● **SET OF TASKS**
1) Translate this sentence from the passage on building design into Spanish: "This process goes on and on until finally you stop."
2) Copy word for word the part of the passage on building design from "When we design" to "requiring your attention.".
3) Answer these questions using the passage on building design:
(a) If you like an internal change, what else must you change, and why?
(b) After looking at the new elevation, what do you change?
(c) What two situations does the passage give in which you have to let the design go?

When we design buildings everything in interactive, so everything we adjust affects something else in the design.  As you get your plan laid out to a point where you think everything flows and works well, you get one of those “what if” ideas and change something.  If you like the internal change you made then you have to change the exterior to make sure it is coordinated.  The exterior change may not be anything major, but as you look at the new elevation and see the configuration and spacing, you get another one of those “what if” thoughts, so you change the windows spacing and then you have to go back and see how it affects the interior.  This process goes on and on until finally you stop.  Many times we just step away from it to give our poor brains a rest, but eventually you have to let it go.  Time may have run out or there is a new project requiring your attention.

● **DATASET EXCERPT**
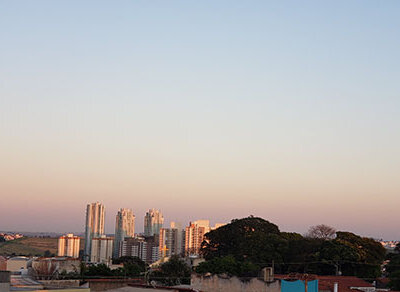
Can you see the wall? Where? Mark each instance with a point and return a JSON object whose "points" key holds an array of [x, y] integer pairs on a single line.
{"points": [[108, 284], [58, 284], [232, 284], [4, 281]]}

● **RESULTS OF THE TASKS**
1) Este proceso continúa una y otra vez hasta que finalmente te detienes.

2)
When we design buildings everything in interactive, so everything we adjust affects something else in the design.  As you get your plan laid out to a point where you think everything flows and works well, you get one of those “what if” ideas and change something.  If you like the internal change you made then you have to change the exterior to make sure it is coordinated.  The exterior change may not be anything major, but as you look at the new elevation and see the configuration and spacing, you get another one of those “what if” thoughts, so you change the windows spacing and then you have to go back and see how it affects the interior.  This process goes on and on until finally you stop.  Many times we just step away from it to give our poor brains a rest, but eventually you have to let it go.  Time may have run out or there is a new project requiring your attention.

3)
(a) You have to change the exterior to make sure it is coordinated.
(b) You change the window spacing.
(c) Time may have run out, or a new project requires your attention.